##### SOURCE EXTRACT #####

An elderly Vincentian priest I knew in New York died in his sleep the other morning. His funeral is this morning. I hadn’t seen Ken for at least six months before his death, nor had I spoken to him in quite a while. But about a week ago, I came into my office at St. Thomas and found a message from him on my answering machine, thanking me for some flowers I had sent him and giving me an update on his condition. I didn’t erase it the day I heard it and now, after his death, I can’t quite bring myself to erase it yet. The message remains, as do a couple of notes he wrote me over the last few months, which sit on a bookshelf in my study at home, forming part of an altar of sorts that contains some notes, pictures, stones and other small items that have some significance for me. I’ve looked at the notes a number of times since I got word of his death (pausing especially at the line in one where he observed that “all of a sudden, the ‘philosopher’ knows he has a body!”). The phone message and the notes are a tangible, physical piece of the person who is gone. (“Piece” isn’t quite right, but I mean something more than remembrance and can’t quite get the right word.)
I’m reminded of the death of a beloved uncle eleven years ago. He spent time in the last years of his life doing wood carvings and I remember how important it was for me after his death to have something he had carved, something I could touch that he had touched. And I remember that it took a long time for my aunt to change the message on her answering machine – his message, his voice. I can’t count how many times I dialed their number in the weeks following his death just so I could hear his voice on the answering machine (crying fresh tears of grief each time I heard it). And time and time again I would pick up one of his carvings and run my hand over it, feeling the connection to him.
The two deaths were very different for me. The Vincentian priest was of an age where death is not surprising when it comes; my uncle, with whom I had a much closer relationship, died at a much younger age (of pancreatic cancer, as did my father). But at whatever age someone who is part of the fabric of our lives dies and whatever is the cause of the death, I think there is something in us that wants to hold on. Maybe it is that hearing their voice, touching what they touched, reading what they wrote, and the like help us for a while as we adjust to their absence and transition to a life without them.

#####

▸ WHAT IS NEEDED: Please mark each statement yes or no according to the reflection on grief above, and quote the words from it that settle each one. 1. The writer had spoken with Ken recently before his death. 2. The writer's uncle died of pancreatic cancer. 3. The writer has erased Ken's phone message.

##### MATERIAL SUPPLIED #####

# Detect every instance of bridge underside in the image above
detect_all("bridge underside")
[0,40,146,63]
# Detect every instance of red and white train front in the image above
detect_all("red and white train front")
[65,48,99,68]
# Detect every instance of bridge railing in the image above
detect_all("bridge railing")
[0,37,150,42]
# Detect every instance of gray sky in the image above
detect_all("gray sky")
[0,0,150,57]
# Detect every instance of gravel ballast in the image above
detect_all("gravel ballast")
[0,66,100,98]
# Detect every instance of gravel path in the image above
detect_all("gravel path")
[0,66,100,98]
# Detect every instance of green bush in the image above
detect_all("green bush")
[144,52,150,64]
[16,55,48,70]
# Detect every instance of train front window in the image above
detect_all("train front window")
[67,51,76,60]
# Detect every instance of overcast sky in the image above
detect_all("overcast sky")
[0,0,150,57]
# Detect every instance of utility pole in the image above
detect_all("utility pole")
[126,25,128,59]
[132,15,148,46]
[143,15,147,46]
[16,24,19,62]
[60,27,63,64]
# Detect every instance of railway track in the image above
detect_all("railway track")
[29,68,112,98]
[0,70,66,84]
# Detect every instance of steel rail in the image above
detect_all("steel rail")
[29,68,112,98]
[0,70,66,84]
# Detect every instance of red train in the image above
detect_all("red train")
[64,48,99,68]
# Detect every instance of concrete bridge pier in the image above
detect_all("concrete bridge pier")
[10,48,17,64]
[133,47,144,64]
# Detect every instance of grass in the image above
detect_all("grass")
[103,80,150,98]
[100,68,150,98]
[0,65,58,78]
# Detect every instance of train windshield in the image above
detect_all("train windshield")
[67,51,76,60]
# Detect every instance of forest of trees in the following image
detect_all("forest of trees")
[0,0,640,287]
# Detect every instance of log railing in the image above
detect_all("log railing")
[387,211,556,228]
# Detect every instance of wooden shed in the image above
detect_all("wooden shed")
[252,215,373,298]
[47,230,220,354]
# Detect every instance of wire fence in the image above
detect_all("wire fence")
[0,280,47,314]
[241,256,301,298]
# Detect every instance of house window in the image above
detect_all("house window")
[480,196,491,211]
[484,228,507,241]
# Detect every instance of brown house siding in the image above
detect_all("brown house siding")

#####

▸ TASK ANSWER:
1. No: "nor had I spoken to him in quite a while."
2. Yes: "died at a much younger age (of pancreatic cancer, as did my father)."
3. No: "I can’t quite bring myself to erase it yet."